═══ INPUT RECORDS
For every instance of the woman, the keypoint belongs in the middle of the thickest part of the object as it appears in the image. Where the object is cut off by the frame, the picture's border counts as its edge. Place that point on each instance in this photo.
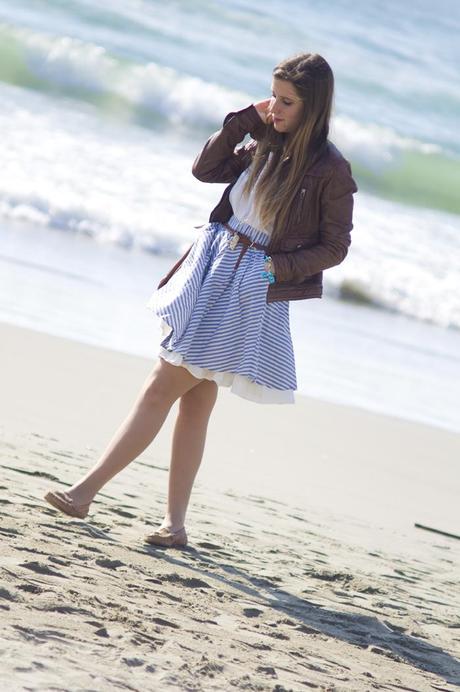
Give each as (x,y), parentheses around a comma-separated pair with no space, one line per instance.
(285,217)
══════
═══ INPUT RECORDS
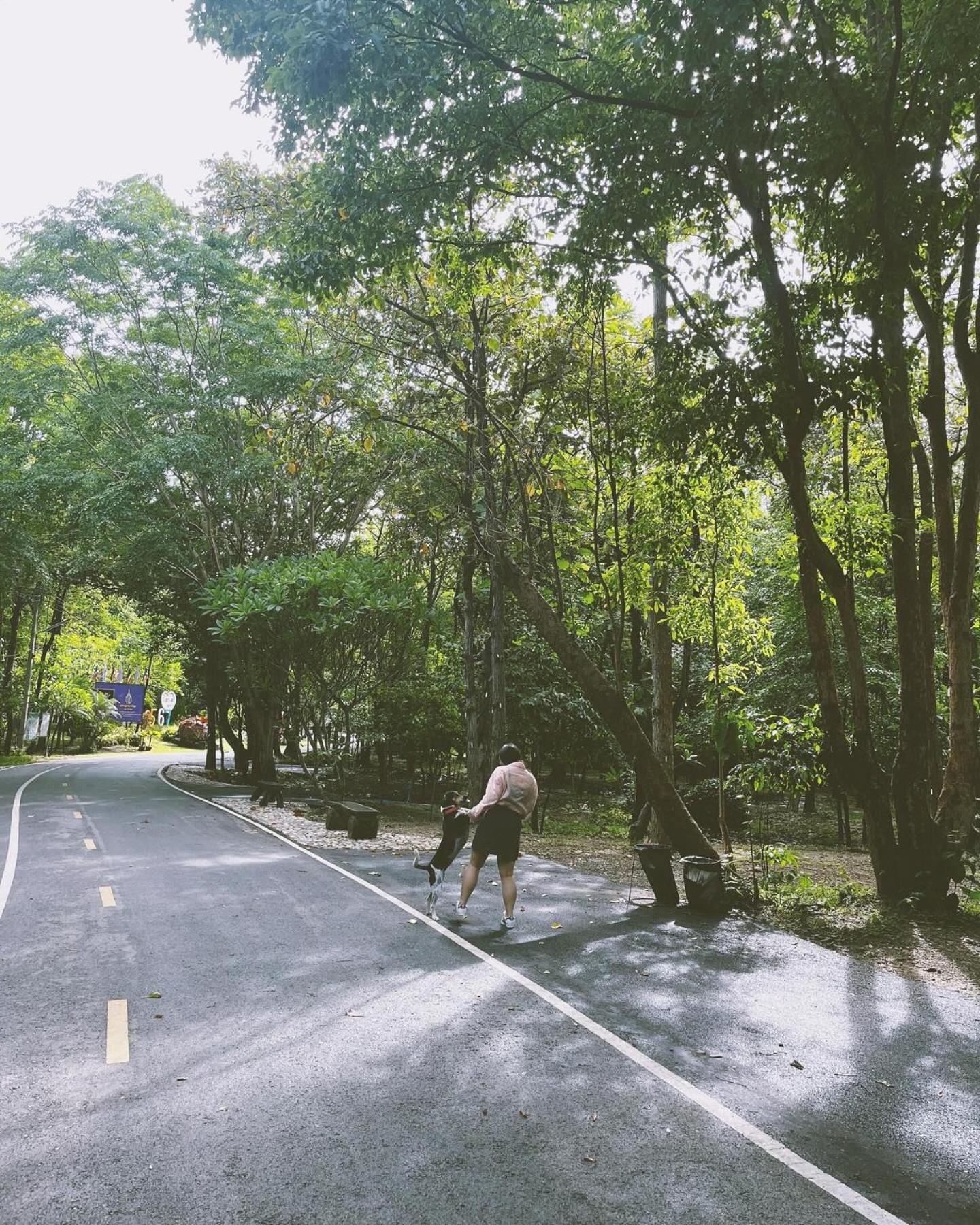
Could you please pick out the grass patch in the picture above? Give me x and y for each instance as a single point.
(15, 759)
══════
* WHAT YOU SHOULD DO:
State how many lines of the records above contain the word "each". Give only the number.

* WRITTEN ANSWER:
3